*** ENTRIES SHOWN

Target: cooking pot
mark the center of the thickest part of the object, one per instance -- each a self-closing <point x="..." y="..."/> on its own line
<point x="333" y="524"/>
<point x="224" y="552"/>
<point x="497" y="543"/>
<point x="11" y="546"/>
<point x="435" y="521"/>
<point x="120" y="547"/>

******

STATED EXERCISE ▸ Rewrite the entries, substituting "saucepan" for "cooking pot" and leaving everything else as it is.

FINISHED TASK ▸
Target: saucepan
mark the center of the thickest part of the object, one per instance -- each a self-closing <point x="..." y="..."/> on its own line
<point x="333" y="524"/>
<point x="224" y="552"/>
<point x="497" y="543"/>
<point x="11" y="546"/>
<point x="435" y="521"/>
<point x="120" y="547"/>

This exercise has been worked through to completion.